(The task)
Render the items as a two-column Markdown table with a "Row" column numbering each row and an "Item line" column holding the line, skipping blank lines. Cover only the lines starting at the one containing "Every instance gets a single point. Point out the black" and ending at the last line of the items, both included.

(Information provided)

______________________________

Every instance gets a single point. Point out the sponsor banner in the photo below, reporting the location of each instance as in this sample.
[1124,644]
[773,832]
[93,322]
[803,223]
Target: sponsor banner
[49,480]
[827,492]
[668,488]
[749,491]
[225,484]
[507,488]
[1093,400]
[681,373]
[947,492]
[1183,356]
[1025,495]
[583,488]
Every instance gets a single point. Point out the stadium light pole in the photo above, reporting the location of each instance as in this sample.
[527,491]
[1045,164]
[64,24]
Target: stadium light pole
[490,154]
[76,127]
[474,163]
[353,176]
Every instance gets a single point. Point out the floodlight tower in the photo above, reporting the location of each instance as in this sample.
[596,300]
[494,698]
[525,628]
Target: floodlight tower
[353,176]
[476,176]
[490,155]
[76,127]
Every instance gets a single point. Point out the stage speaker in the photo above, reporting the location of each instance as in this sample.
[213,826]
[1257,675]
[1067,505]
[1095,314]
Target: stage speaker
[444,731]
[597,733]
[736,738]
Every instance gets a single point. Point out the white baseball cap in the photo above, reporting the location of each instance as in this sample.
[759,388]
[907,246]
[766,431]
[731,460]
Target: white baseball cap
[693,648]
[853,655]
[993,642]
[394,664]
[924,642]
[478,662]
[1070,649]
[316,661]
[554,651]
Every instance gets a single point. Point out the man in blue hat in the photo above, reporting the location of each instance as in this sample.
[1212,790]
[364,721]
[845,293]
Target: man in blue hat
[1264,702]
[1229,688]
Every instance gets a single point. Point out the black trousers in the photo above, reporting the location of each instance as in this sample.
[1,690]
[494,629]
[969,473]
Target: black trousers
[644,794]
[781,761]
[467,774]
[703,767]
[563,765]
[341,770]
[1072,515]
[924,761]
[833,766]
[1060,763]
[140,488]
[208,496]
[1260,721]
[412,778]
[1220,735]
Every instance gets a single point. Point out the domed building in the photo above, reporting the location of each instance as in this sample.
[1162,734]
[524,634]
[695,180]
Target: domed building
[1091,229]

______________________________

(Output for this exercise)
| Row | Item line |
|---|---|
| 1 | Every instance gets a single point. Point out the black trousers in the photo above, reporting the location of each instance as in this sample. |
| 2 | [1,690] |
| 3 | [494,629] |
| 4 | [969,473] |
| 5 | Target: black trousers |
| 6 | [644,794] |
| 7 | [781,761] |
| 8 | [467,774] |
| 9 | [703,767] |
| 10 | [563,765] |
| 11 | [341,770] |
| 12 | [1072,515] |
| 13 | [924,761] |
| 14 | [833,766] |
| 15 | [1060,763] |
| 16 | [140,488] |
| 17 | [208,496] |
| 18 | [1260,721] |
| 19 | [412,778] |
| 20 | [1220,735] |
| 21 | Every instance gets a single point. Point out the domed building in the photo above, reporting the location of each instance as in this sample. |
| 22 | [1162,734] |
| 23 | [524,634] |
| 24 | [695,180] |
| 25 | Target: domed building |
| 26 | [1091,229] |